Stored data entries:
____________________

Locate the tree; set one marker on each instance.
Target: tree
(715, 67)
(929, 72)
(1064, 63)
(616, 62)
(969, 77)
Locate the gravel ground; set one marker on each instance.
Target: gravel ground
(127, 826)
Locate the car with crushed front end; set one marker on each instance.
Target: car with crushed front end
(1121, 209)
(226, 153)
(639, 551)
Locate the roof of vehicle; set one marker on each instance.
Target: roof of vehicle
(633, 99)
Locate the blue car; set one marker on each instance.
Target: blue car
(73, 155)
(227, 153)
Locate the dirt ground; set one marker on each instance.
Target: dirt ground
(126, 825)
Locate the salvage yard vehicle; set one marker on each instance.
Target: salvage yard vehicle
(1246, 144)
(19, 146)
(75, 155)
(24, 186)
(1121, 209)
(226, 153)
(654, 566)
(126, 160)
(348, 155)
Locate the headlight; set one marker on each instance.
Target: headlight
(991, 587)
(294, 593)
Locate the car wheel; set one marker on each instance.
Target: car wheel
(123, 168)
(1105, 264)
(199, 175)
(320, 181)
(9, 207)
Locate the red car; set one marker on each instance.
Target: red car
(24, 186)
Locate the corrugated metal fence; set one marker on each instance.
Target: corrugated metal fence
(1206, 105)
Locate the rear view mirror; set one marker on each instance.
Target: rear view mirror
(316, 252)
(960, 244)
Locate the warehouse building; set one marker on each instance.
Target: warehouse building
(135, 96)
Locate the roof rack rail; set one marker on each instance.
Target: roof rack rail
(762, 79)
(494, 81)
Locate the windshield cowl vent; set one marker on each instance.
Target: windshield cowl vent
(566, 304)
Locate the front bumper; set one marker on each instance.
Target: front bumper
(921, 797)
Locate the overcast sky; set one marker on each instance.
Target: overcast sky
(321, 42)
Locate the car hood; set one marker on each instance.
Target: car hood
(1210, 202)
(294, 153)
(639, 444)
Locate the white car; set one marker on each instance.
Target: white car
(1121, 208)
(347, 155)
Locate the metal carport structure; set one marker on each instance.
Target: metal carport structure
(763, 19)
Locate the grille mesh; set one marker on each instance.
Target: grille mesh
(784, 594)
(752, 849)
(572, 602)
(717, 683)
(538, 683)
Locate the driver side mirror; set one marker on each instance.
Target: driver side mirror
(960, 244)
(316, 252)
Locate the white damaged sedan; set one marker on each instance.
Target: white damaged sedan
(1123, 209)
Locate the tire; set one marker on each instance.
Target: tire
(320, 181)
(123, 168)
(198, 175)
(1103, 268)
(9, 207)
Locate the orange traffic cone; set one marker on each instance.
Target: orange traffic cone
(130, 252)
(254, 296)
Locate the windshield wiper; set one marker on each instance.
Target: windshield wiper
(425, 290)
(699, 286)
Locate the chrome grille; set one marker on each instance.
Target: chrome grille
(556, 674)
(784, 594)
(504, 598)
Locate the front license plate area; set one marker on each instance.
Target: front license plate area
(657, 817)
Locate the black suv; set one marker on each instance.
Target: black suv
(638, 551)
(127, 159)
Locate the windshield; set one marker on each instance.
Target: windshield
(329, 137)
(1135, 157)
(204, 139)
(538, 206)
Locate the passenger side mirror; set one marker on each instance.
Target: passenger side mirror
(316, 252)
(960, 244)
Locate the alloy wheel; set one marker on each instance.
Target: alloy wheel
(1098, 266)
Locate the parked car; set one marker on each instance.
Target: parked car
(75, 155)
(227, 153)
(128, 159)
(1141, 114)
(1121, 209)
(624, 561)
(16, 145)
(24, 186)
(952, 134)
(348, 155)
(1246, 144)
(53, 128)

____________________

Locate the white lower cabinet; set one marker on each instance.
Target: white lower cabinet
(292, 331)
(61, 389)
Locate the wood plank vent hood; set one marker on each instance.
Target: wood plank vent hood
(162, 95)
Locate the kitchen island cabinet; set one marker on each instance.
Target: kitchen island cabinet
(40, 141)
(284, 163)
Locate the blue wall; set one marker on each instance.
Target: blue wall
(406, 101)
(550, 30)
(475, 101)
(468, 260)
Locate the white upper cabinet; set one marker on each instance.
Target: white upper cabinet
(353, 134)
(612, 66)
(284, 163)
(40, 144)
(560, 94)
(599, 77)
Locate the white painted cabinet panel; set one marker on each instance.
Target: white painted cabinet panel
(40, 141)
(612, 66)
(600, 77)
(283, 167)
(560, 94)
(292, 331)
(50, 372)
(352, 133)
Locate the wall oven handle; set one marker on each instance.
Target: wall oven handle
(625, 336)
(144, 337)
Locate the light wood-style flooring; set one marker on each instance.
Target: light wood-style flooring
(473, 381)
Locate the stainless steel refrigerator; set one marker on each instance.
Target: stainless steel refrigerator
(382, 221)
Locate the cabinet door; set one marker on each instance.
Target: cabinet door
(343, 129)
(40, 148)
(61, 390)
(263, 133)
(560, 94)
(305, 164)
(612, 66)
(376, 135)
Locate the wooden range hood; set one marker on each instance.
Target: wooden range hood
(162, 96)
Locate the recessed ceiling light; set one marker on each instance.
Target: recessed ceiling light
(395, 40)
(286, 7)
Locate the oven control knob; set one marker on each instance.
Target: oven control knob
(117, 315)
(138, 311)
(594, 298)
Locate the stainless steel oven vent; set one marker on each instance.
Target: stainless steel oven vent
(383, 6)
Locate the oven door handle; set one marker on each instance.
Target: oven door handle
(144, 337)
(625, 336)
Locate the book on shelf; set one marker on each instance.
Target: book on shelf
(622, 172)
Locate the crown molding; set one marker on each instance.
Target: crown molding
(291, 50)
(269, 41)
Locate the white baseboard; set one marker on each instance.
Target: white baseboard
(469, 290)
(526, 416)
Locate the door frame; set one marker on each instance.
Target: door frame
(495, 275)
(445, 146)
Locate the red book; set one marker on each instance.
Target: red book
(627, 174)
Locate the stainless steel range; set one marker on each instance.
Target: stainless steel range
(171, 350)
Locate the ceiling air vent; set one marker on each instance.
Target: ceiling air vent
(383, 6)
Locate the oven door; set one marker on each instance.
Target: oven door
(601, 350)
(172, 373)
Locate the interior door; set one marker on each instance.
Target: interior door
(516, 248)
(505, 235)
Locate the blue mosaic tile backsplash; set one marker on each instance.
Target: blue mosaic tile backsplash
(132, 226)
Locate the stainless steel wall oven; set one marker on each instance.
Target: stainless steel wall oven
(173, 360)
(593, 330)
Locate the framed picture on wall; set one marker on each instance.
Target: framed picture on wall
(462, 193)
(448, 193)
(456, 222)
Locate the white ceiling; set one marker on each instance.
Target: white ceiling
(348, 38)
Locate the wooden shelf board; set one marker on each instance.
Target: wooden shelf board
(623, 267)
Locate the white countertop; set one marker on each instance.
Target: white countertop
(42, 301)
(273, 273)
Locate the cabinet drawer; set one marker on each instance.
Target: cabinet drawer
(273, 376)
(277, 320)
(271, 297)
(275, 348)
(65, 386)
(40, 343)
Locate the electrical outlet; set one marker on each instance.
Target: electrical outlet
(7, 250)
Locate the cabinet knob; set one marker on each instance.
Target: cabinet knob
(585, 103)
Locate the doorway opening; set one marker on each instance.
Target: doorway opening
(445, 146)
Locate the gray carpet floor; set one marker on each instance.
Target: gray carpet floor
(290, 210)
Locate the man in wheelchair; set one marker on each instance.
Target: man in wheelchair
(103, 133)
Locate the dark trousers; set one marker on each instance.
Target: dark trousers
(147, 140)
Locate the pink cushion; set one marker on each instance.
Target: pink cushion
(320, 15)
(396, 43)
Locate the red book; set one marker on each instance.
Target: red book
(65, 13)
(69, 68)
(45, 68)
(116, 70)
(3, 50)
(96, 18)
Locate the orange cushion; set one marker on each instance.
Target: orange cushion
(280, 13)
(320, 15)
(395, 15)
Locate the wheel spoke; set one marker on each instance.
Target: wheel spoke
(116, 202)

____________________

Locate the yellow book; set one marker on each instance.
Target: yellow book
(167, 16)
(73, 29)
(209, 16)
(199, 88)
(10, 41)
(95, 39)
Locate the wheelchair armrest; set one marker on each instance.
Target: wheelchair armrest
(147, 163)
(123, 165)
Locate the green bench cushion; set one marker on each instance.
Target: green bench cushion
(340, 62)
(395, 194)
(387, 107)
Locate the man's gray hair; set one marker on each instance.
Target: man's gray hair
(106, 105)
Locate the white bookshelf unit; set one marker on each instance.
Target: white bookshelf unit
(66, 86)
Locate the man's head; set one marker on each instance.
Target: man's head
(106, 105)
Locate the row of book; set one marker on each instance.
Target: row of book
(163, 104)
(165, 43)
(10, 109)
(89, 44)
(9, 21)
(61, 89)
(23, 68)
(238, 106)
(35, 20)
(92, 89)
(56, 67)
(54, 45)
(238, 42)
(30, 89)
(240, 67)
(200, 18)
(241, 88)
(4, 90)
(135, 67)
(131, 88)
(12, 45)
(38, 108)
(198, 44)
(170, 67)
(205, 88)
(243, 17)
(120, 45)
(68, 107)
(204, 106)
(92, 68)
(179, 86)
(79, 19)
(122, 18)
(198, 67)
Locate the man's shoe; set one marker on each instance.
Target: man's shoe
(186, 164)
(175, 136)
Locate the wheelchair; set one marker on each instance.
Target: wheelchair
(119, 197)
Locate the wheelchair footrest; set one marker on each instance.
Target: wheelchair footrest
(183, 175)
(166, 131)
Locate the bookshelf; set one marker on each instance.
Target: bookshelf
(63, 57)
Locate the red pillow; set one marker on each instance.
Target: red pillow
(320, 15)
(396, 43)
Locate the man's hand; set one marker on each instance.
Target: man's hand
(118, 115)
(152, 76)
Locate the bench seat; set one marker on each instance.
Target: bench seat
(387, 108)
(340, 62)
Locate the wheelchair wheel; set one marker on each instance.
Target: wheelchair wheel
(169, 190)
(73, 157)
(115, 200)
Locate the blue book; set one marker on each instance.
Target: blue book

____________________

Of the lines above, extract only those from the line with "Target: headlight" to the line with "Locate the windshield cowl", both included, exactly as written.

Result of the task:
Target: headlight
(991, 587)
(294, 593)
Locate the car wheel; set one marker on each instance.
Target: car wheel
(123, 168)
(1105, 264)
(199, 175)
(320, 181)
(9, 207)
Locate the red car; set one marker on each instance.
Target: red car
(24, 186)
Locate the corrugated metal fence; set one marker on each instance.
Target: corrugated metal fence
(1206, 105)
Locate the rear view mirror; set one marker on each instance.
Target: rear view mirror
(316, 252)
(960, 244)
Locate the warehouse building; set one marker on each instance.
Target: warehouse building
(135, 96)
Locate the roof rack rail; set one marker on each instance.
Target: roof rack rail
(762, 79)
(494, 81)
Locate the windshield cowl vent; set one marker on each instance.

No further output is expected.